Return the lines below exactly, beginning with the line that contains "the goalkeeper, which" and continuing through the final line.

▼

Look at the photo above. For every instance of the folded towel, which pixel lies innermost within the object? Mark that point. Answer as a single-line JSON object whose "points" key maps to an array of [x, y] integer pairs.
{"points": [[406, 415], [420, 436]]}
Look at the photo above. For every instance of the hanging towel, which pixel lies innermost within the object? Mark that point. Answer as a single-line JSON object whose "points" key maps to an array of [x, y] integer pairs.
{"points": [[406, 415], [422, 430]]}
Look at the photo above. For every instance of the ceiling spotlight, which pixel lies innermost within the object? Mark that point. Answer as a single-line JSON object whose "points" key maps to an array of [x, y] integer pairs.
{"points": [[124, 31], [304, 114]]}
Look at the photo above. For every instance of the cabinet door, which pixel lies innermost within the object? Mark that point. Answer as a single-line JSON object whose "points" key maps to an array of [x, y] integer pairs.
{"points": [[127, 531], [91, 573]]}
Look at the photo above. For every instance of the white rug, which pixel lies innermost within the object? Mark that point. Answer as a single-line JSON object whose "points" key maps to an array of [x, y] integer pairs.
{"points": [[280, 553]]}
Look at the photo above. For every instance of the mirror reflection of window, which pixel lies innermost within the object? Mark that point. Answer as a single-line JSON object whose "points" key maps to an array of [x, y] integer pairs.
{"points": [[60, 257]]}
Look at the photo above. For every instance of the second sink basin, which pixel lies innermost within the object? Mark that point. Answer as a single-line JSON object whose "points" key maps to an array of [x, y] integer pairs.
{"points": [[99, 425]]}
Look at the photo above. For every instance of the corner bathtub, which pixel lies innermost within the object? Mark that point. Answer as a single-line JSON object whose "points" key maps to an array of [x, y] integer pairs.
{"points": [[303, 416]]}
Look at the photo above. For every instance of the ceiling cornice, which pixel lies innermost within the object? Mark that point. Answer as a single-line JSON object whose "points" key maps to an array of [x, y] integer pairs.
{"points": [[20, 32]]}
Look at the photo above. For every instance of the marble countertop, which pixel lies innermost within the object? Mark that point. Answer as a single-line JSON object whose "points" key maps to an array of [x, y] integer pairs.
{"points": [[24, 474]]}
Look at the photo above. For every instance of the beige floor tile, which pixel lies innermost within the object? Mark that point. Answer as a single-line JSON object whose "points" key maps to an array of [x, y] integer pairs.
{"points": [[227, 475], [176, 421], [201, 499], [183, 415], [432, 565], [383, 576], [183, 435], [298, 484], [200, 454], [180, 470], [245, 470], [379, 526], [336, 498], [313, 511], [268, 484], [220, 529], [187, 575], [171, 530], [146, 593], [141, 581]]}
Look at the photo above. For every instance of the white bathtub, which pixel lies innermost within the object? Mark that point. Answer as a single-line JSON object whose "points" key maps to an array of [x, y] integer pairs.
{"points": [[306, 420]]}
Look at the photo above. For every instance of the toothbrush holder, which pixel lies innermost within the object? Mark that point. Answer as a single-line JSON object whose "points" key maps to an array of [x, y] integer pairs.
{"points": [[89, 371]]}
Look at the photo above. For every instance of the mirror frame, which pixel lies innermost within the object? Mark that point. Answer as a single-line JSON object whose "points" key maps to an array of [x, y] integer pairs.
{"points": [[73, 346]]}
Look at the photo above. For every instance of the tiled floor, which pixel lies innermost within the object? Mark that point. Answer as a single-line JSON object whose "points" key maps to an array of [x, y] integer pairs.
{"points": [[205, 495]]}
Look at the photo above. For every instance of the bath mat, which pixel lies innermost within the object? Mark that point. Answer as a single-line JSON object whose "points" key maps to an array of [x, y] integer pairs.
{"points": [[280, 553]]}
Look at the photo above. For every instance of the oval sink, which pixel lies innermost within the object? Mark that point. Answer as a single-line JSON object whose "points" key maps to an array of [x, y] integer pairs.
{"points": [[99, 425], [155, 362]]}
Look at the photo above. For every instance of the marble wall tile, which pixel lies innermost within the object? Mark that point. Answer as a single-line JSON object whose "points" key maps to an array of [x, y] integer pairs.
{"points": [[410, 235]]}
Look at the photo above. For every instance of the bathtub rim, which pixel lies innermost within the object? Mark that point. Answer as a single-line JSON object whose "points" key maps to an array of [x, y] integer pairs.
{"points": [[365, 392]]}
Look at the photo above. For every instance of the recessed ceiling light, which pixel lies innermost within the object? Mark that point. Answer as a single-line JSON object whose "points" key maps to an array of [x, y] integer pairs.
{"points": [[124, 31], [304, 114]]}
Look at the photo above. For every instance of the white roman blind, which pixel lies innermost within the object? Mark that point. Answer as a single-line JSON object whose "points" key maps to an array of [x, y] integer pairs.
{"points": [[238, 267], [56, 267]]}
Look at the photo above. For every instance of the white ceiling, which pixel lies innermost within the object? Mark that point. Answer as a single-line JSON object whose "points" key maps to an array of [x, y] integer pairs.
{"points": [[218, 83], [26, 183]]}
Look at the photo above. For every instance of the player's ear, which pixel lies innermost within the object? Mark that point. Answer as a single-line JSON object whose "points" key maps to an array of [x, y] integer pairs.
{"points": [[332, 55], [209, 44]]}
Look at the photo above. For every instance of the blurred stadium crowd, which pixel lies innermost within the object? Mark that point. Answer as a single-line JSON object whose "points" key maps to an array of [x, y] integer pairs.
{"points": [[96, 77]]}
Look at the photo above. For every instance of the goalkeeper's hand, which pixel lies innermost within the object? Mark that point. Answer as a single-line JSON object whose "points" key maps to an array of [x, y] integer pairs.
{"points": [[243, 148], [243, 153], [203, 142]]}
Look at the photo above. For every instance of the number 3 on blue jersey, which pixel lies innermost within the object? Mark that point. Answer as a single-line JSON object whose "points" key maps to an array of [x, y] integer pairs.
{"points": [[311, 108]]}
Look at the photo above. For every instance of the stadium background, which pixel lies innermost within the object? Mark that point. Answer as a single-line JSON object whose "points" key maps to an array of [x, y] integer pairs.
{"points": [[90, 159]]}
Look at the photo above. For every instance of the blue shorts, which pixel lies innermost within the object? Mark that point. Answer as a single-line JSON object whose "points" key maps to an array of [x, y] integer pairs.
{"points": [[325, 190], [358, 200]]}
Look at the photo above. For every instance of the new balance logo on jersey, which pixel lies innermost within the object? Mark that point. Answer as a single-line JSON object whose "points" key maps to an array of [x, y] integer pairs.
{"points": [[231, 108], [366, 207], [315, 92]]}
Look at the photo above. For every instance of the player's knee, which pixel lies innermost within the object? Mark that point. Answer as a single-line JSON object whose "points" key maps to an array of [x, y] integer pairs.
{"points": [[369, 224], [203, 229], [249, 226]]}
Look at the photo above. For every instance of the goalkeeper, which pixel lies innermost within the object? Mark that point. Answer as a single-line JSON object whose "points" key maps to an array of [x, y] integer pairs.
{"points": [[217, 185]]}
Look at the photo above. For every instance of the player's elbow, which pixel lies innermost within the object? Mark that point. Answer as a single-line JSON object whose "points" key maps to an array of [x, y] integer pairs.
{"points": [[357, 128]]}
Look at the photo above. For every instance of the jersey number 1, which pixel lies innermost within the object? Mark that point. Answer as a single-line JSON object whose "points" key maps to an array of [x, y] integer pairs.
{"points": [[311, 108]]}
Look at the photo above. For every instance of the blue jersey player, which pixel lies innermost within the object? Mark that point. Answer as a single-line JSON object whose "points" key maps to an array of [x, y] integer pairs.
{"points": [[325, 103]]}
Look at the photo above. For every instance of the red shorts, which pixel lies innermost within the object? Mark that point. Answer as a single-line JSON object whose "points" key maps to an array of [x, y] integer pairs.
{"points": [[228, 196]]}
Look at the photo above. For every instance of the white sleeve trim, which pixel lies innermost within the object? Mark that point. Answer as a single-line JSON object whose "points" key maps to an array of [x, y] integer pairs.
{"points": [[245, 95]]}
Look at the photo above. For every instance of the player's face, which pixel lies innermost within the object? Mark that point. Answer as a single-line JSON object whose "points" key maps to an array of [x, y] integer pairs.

▲

▶ _COMPLETED EXERCISE_:
Look at the photo above. For every instance of the goalkeeper, which pixel lies innermost within the object? Mark that point. Answer as a single-line JSON object whose "points" key maps to an array of [x, y] integer pairs.
{"points": [[217, 185]]}
Look at the photo above. For every instance of the player's elbow, which pixel lies innermost within the object? Mark that point. Answer as a single-line JSON object whose "points" key maps to an array of [x, y] integer pairs.
{"points": [[357, 128]]}
Look at the photo above. For every instance of the jersey number 1, which pixel lies innermost within the object? Mark that point. Answer as a single-line JSON object whose "points" key maps to an array of [x, y] integer pairs.
{"points": [[311, 108]]}
Look at the photo above. For every instance of the blue jersey player, which pixel lies innermost within the object? Mark that point. Answer as a single-line JSON object whose "points" key maps to an array of [x, y] integer pairs.
{"points": [[325, 103]]}
Look at the photo above. For every instance of the red shorts, which pixel lies innermost within the object? Mark that point. Answer as a single-line JSON object whose "points" key maps to an array of [x, y] integer pairs.
{"points": [[228, 196]]}
Look at the photo above. For every instance of the white sleeve trim, which pixel lies innermost within the object? Mark that point. Answer as a single-line JSON object whose "points" key maps to an array of [x, y] integer pairs.
{"points": [[245, 95]]}
Look at the photo above. For every instance of the player's face, which pixel lies innermost within the object? Mark that point. Answer as a single-line JSON object whose "points" key maps to an array of [x, y] integer pairs.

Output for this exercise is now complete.